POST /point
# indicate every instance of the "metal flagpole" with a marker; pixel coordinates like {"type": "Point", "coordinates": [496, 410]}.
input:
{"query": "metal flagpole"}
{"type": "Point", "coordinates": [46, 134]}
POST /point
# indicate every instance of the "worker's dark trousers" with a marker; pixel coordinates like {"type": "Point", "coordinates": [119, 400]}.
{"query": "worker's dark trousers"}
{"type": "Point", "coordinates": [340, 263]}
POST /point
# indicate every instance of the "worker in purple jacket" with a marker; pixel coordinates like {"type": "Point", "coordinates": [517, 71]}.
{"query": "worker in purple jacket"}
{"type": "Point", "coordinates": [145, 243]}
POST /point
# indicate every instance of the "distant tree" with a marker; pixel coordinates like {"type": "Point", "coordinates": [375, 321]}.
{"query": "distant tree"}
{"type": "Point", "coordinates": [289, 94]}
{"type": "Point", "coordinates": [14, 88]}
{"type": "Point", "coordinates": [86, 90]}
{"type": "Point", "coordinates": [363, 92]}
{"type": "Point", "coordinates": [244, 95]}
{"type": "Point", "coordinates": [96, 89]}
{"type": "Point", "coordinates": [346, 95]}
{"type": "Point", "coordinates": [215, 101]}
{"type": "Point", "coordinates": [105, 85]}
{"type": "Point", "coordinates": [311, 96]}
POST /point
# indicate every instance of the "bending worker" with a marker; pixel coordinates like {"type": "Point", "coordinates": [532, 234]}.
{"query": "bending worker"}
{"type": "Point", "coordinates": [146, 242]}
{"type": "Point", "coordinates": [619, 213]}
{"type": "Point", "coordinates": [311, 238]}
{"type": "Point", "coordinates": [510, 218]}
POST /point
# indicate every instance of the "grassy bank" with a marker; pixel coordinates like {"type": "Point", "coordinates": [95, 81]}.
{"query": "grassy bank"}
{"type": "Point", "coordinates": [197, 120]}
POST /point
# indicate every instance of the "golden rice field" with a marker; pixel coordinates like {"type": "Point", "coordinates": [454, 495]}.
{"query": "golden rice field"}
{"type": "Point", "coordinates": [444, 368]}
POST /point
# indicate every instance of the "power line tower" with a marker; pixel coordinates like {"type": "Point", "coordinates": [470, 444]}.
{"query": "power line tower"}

---

**What to produce**
State only how many lines in the rows above contain the word "tower". Case counts.

**Complete output**
2